In the answer, give the entries below exactly, from the first line through the line with "Where can the man with", with every picture omitted.

Segment Open

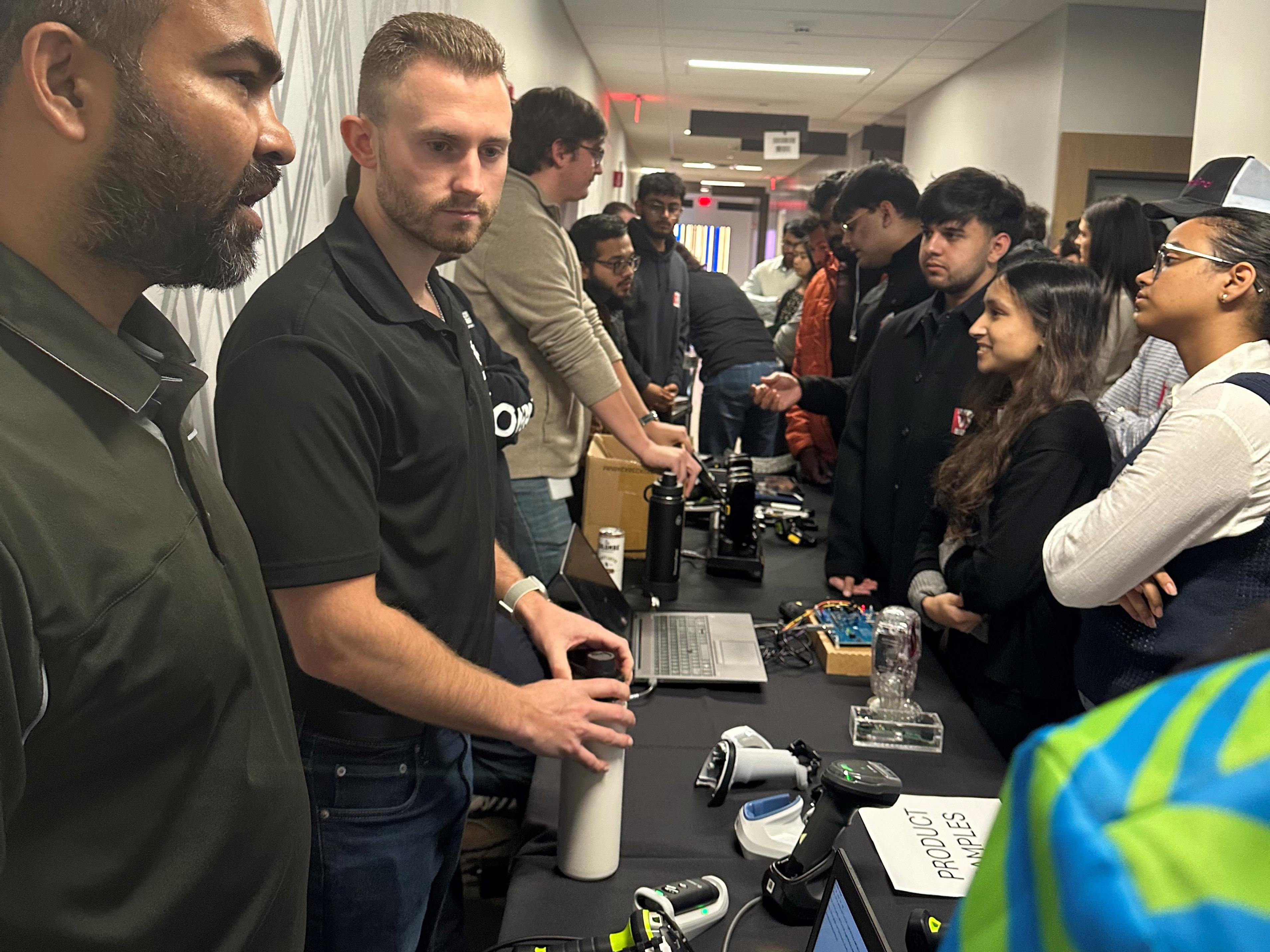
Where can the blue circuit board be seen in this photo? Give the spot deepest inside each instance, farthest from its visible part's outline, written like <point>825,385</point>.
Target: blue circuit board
<point>847,626</point>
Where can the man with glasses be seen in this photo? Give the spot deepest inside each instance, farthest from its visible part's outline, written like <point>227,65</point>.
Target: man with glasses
<point>878,210</point>
<point>657,322</point>
<point>609,266</point>
<point>770,280</point>
<point>526,283</point>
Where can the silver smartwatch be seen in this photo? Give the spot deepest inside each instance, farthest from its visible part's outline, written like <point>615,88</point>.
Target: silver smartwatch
<point>520,591</point>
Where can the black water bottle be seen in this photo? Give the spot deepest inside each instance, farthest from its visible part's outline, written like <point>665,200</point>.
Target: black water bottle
<point>665,537</point>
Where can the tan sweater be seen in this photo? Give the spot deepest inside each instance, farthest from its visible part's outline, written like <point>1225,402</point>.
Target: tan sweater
<point>525,282</point>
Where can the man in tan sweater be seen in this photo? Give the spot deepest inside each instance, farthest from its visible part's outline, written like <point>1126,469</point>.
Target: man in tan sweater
<point>525,281</point>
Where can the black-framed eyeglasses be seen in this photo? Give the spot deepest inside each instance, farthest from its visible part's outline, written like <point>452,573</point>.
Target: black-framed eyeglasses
<point>620,266</point>
<point>849,226</point>
<point>1163,262</point>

Segment Closed

Answer box:
Where can the blue circuit board be seen in this photo? Give the spot deepest inside each instance, farthest from its visible part's outline, written like <point>825,385</point>.
Target: blue circuit board
<point>847,626</point>
Where can the man with glasses be seen in this photo? Give the spot deepest inside each instance, farthest from its visible part's outline, written like <point>227,65</point>.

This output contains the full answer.